Passage to read |

[start]

The U.S. Department of State each year tortures its brains and budget in dubious attempts to improve our relations with foreign countries. For the past 26 years The Experiment in International Living has annually demonstrated the theory that the best way to understand foreign peoples is to go and live with them.

This past summer, 800 young Americans traveled with Experimental groups to live in homes in 18 different countries in Europe, Asia, and the Americas.

Some of these Americans lived on farms in northern Denmark; others stayed in mountain villages in Austria. But there were some common features. Each Experimenter spent a month's "homestay" living as a member of a foreign family, and a second month of group travel in his Experiment country.

The Harvard Experimenters Club, a group of active alumni of the organization estimates that there are about 80 Harvard and Radcliffe undergraduates who have gone on the Experiment. The club holds weekly dinner meetings to compare experiences and discuss various phases of the Experiment's operation.

Next summer for the first time, the Experiment will penetrate the Iron Curtain and send a group to Poland, it was announced recently. It has been rumored that there are plans for an Experiment to Russia the following year.

Although the State Department was recently having trouble in its relations with Yugoslavia, the Experimenters who went there this summer had no difficulties developing friendships with the Yugoslavs, reports James D. Lorenz '60, one of the group members.

Lorenz and eight other Americans who Experimented in Sarajevo were the fifth group to visit the Communist country. The first Experimenters to Yugoslavia, in 1851, spent the summer working on a volunteer labor project.

Of the five girls, one was Joan Bart, a Radcliffe graduate student in Harvard's Russian Studies Program. A 19-year-old girl from the University of Michigan, an 18-year-old student from Scripps College, Calif., who had lived all her life on a cattle ranch, and two working girls who had attended Smith and Mount Holyoke completed the group.

Lorenz and the others arrived in Rotterdam by student ship on July 12, and traveled by train to Yugoslavia. For the next three and a half weeks, the Harvard student became a member of the Kamakovsky family in an apartment-housing project in Sarajevo. The five-year-old housing development, built by the government for factory workers, contained some 1800 apartments, an elementary school, and a shopping center.

[end]

Short exercise 1 |
Duplicate the part of the article on the Experiment in International Living starting with "Some of these" and going on through "his Experiment country.".
Short exercise 2 |
Summarize the article on the Experiment in International Living in two sentences.
Short exercise 3 |
Resume the article on the Experiment in International Living after its final sentence.

[Point placement records]
[start]

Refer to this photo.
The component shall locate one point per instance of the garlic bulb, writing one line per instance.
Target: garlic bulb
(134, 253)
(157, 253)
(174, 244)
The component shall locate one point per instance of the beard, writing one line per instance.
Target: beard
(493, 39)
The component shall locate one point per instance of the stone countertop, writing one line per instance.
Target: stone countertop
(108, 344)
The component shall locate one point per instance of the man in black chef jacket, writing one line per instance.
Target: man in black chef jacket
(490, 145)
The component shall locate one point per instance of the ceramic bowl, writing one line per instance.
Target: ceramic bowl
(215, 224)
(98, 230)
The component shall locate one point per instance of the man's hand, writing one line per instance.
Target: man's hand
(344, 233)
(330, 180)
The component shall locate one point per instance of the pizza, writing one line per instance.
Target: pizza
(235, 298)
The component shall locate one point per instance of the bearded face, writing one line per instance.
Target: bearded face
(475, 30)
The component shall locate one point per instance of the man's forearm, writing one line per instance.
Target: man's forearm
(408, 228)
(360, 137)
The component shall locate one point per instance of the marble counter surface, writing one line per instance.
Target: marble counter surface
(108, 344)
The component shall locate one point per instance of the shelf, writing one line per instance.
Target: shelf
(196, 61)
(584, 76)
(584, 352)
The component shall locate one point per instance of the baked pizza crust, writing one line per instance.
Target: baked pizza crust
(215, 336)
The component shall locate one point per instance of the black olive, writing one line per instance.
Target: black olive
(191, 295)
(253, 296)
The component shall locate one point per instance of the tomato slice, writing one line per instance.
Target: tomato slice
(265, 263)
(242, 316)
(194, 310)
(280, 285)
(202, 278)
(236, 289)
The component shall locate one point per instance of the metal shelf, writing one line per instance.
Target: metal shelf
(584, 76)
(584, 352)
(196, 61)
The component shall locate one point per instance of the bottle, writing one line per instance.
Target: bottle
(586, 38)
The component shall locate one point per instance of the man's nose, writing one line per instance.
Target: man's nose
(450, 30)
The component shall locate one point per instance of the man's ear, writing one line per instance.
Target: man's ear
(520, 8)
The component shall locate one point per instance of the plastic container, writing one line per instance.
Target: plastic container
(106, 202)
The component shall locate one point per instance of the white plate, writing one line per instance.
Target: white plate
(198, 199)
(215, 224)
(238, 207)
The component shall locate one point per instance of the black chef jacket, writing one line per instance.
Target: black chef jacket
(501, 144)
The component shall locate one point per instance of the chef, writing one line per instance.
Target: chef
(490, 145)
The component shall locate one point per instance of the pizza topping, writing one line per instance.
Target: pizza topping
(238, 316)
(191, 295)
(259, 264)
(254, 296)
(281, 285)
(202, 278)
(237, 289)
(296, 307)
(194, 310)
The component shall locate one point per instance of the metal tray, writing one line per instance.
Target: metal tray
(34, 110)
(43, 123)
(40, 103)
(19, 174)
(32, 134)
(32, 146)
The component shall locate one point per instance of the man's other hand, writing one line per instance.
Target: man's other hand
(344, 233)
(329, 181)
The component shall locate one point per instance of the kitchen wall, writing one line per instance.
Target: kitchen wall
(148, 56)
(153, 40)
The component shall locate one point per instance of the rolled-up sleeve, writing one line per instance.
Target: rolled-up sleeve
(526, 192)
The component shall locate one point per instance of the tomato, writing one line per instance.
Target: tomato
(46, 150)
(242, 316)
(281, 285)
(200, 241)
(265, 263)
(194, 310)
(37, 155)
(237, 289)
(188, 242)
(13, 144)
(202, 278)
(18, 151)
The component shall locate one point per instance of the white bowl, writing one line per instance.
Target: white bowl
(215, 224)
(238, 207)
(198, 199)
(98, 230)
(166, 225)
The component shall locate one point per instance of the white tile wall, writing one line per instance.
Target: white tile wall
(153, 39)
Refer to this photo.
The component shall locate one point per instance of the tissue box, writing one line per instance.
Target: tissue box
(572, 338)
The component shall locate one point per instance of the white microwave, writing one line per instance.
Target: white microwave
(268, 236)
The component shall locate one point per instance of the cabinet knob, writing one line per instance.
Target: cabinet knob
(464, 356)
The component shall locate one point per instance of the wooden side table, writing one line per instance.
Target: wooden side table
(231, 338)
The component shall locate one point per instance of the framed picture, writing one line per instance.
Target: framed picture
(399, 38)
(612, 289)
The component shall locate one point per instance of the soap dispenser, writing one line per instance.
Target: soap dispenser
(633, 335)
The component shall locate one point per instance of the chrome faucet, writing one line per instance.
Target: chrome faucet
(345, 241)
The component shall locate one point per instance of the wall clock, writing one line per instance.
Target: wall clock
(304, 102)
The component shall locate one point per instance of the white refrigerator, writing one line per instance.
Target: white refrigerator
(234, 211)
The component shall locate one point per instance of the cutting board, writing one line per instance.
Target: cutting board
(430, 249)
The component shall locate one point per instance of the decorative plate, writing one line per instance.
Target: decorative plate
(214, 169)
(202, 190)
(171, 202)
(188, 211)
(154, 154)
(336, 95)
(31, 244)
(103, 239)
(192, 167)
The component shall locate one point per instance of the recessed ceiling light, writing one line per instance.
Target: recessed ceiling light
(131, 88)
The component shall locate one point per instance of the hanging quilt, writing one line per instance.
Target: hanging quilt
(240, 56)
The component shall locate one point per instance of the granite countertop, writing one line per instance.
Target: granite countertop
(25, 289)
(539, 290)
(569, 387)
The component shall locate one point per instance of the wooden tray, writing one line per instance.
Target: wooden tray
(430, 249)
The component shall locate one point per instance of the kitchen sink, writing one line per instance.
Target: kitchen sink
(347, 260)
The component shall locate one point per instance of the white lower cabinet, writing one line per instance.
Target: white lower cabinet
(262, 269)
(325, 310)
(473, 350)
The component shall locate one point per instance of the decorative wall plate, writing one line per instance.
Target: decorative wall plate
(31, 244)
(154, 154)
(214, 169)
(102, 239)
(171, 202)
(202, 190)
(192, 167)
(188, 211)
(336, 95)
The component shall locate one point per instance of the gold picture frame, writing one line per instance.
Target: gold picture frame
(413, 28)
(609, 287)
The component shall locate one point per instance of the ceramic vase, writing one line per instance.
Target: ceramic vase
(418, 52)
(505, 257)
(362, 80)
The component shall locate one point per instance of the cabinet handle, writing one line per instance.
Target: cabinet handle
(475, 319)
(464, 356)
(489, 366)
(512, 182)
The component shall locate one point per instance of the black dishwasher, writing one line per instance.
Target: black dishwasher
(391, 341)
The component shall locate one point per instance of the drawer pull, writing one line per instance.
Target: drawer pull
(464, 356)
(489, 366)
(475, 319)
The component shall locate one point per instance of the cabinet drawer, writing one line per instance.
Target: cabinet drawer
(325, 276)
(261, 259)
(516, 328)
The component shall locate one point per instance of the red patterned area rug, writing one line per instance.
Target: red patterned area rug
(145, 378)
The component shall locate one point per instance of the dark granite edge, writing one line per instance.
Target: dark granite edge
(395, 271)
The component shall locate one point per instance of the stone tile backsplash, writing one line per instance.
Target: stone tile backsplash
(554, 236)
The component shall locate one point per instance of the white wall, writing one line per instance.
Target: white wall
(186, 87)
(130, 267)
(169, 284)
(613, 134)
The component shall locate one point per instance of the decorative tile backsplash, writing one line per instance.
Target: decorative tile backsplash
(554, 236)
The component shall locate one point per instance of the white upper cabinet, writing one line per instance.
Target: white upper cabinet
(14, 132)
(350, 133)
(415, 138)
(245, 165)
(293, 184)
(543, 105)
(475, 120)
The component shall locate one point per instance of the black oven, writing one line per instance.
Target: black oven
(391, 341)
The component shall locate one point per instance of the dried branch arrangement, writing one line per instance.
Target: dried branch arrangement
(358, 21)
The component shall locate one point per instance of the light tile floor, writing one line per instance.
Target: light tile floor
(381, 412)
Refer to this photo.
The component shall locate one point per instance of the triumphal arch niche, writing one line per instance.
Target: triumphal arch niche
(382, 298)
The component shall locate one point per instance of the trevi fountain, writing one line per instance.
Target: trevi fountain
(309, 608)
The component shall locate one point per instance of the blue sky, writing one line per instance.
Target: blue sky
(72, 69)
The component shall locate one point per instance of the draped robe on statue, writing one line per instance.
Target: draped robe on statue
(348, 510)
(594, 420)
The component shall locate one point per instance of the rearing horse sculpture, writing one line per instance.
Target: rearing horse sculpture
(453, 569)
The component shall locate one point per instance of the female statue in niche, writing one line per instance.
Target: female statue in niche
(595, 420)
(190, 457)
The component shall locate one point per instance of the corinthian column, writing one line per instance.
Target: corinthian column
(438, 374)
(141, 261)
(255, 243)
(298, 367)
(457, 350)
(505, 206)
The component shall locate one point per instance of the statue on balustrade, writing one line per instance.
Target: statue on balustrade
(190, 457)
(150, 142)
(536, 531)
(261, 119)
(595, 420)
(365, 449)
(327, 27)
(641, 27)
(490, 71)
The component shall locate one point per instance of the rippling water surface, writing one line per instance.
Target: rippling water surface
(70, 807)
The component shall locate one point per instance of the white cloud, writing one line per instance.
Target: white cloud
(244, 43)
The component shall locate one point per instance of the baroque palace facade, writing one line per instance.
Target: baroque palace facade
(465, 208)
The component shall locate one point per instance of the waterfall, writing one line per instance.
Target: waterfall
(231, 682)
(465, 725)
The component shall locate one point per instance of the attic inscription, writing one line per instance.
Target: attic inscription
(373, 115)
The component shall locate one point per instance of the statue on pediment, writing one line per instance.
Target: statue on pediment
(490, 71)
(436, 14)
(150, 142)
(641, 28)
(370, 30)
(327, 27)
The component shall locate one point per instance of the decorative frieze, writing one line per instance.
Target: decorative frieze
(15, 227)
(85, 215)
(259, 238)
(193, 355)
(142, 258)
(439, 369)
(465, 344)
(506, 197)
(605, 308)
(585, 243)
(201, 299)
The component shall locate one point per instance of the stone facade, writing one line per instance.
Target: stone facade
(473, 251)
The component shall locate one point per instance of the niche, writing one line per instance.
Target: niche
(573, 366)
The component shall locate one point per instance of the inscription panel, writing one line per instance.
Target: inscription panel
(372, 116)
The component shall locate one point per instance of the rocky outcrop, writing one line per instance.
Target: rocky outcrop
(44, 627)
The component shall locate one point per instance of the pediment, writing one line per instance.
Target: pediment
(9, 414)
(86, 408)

[end]

Expected output 1 |
Some of these Americans lived on farms in northern Denmark; others stayed in mountain villages in Austria. But there were some common features. Each Experimenter spent a month's "homestay" living as a member of a foreign family, and a second month of group travel in his Experiment country.

Expected output 2 |
The Experiment in International Living sends young Americans to spend a month living as members of foreign families and a second month traveling in the host country, and this past summer 800 of them went to 18 countries. James D. Lorenz '60, one of nine Americans in the group that went to Sarajevo, reports that they had no difficulty making friends with Yugoslavs despite the State Department's recent trouble with Yugoslavia.

Expected output 3 |
Mr. Kamakovsky is an engineer in the local Famus motor factory. (The name "Famus" was coined from the English word "famous," Lorenz learned.) The engineer's position is one of the top five in the strategic industry. His full title is Ing. Kamakovsky Evon--the Ing for engineer, and Evon, his given name, is written last.

Lorenz' Yougoslav "Mother," Mima, spoke no English. "She understood a little of my terrible French," Lorenz said. "Enough to feed me every day."

There was only one child in the Kamakovsky family, a little boy of eight, named Dusko. Unlike most Experimenters, therefore, Lorenz did not have a foreign "brother" or "sister" close to his own age.

"Mr. Kamakovsky served as my host," Lorenz said. He described the Yugoslav as " a very powerful man," about 45 years old, who smoked three packs of cigarettes a day.

Mr. Kamakovsky spoke eight month's worth of English which he learned last winter by going to the city after an eight and a half hour workday to take a four and a half hour language class. Arriving home between 8 and 9 in the evening, he would begin his "homework" for the factory.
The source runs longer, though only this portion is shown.